■ **Document passage**:
Part 4: Topic Classification of Social Media

Workshop: Social Media, Data Science, & Cartograpy
Alexander Dunkel, Madalina Gugulica

This is the fourth notebook in a series of four notebooks:

  1. Introduction to Social Media data, jupyter and python spatial visualizations
  2. Introduction to privacy issues with Social Media data and possible solutions for cartographers
  3. Specific visualization techniques example: TagMaps clustering
  4. Specific data analysis: Topic Classification

Open these notebooks through the file explorer on the left side.

For this notebook, we use a another environment that must be linked first.

In [ ]:
!cd .. && sh activate_topic_env.sh

Introduction: Social Media & Topic-based text classification

The content social media users share on different platforms is extremely diverse encompassing a very wide range of topics including valuable information related to the way people perceive, relate to and use different environments. In order to harness these large volumes of data, specific tools and techniques to organize, search and understand these vast quantities of information are needed.</br>

Text classification is a Natural Language Processing task that aims at mapping documents (in our case social media posts) into a set of predefined categories. Supervised machine learning classifiers have shown great success in performing these tasks. Nevertheless, they require large volumes of labeled data for training, which are generally not available for social media data and can be very time-consuming and expensive to obtain.</br>

This notebook introduces a practical and unsupervised approach (which requires no labeled data) to thematically classify social media posts into specific categories (topics) simply described by a label. The underlying assumption of this approach is that Word Embeddings can be used to classify documents when no labeled training data is available. </br>

The method is based on the comparison of the textual semantic similarity between the most relevant words in each social media post and a list of keywords for each targeted category reflecting its semantics field (in linguistics, a semantic field is a set of words grouped by their meaning, that refers to a specific subject). The strenght of this approach is represented by its simplicity, however, its success depends on a good definition for each topic reflected in the list of keywords.</br>

Methodology

How do we make machines understand text data? It is generally known that machines are experts when dealing and working with numerical data but their performance decreases if they are fed raw text data.

■ **Record excerpts**:
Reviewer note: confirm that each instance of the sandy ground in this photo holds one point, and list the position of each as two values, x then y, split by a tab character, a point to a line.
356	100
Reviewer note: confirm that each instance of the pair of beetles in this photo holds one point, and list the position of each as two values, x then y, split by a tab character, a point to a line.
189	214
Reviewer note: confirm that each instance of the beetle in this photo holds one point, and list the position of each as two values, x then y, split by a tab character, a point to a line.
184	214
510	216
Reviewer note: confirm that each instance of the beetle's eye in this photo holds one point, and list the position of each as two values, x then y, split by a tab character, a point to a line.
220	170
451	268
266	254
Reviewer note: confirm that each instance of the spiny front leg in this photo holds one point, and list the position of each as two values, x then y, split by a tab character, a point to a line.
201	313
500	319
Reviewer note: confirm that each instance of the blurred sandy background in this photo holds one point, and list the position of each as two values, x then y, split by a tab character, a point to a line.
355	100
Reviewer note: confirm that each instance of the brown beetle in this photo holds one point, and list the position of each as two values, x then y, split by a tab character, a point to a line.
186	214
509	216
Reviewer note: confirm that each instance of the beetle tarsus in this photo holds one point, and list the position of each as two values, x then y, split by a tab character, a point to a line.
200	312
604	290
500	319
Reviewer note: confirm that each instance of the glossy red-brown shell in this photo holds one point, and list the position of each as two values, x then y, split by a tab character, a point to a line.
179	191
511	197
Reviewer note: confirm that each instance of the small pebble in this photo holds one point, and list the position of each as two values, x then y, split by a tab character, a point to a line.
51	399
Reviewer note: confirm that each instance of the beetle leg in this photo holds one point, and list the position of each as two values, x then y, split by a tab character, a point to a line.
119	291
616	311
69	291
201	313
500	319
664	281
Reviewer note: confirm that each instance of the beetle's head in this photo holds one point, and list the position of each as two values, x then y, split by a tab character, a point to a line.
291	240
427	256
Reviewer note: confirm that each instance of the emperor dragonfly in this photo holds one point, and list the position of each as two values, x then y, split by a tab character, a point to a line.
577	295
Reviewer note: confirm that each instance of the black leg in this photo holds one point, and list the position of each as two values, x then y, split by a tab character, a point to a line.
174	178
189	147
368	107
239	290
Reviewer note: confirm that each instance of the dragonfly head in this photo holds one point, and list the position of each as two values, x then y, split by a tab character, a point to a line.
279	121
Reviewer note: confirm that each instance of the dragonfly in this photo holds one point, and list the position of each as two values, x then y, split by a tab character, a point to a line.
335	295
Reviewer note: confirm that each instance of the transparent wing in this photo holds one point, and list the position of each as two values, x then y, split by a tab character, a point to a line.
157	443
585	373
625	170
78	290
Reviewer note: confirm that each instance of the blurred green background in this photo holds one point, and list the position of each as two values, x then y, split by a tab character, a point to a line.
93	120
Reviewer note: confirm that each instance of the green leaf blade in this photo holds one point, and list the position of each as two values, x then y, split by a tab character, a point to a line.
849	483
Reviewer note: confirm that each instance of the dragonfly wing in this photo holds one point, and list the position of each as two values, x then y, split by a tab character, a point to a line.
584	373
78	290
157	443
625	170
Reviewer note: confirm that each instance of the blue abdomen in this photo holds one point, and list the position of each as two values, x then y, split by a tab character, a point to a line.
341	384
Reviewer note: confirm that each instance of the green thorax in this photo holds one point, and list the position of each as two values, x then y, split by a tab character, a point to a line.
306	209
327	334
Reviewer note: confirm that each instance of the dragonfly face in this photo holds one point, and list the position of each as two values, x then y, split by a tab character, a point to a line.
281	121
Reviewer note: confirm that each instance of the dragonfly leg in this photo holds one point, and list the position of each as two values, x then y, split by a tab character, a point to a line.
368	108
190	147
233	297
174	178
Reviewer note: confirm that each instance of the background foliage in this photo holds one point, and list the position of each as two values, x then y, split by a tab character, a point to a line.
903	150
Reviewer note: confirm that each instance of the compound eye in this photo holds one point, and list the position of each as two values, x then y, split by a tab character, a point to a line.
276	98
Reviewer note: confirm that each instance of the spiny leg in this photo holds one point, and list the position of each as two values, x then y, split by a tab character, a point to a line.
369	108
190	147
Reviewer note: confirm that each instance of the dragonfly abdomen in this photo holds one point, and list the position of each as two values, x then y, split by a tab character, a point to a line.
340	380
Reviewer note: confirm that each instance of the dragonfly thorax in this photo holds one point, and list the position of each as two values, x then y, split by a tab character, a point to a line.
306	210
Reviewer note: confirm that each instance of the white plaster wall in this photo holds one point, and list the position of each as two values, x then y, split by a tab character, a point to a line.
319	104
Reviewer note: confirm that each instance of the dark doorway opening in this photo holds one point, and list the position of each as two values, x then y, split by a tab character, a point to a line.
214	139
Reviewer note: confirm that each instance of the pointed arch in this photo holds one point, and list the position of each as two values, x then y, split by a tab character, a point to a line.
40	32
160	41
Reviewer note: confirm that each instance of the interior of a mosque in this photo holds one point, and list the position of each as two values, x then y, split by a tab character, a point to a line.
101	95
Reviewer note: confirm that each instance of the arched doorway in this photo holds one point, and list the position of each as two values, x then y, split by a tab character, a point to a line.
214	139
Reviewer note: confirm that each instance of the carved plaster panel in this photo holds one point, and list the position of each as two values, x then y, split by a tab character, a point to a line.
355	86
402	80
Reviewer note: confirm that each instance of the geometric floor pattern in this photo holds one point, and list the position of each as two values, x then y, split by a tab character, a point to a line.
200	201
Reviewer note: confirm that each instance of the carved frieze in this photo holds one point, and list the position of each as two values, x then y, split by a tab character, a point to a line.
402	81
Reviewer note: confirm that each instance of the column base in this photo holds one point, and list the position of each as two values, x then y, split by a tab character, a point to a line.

■ **Tasks**:
• a. Give the titles of all the notebooks in the workshop series that the topic classification notebook lists.
• b. Pick up the topic classification notebook after its last sentence and write the next part of its methodology section.

■ **The results**:
• a.
1. Introduction to Social Media data, jupyter and python spatial visualizations
2. Introduction to privacy issues with Social Media data and possible solutions for cartographers
3. Specific visualization techniques example: TagMaps clustering
4. Specific data analysis: Topic Classification

• b.
The idea is to create numerical representation of words that capture their meanings, semantic relationships and the different contexts they are used in. For the coversion of raw text into numbers, there are a few options out there. The simplest methodology when dealing with text is to create a word frequency matrix that simply counts the occurrence of each word ( bag-of-words). An enhance version of this method is to estimate the log scaled frequency of each word considering its occurrence in all documents (tf-idf). Nevertheless, these methods capture solely frequencies of words and no contextual information or high level semantics of text.

A recent advance on the field of Natural Language Processing proposed the use of word embeddings for the numerical representation of text.

The method adopted computes the semantic similarity between different words or group of words and determines which words are semantically related to each other and belong to the same semantic field. Furthermore, computing the distance in the vector space (cosine distance) between the centroid of the word vectors that belong to a certain topic (semantic field) and the centroid of the word vectors that compose a social media posts will allow us to verify if the textual metadata associated with the posts is related to a specific category (Binary Classification).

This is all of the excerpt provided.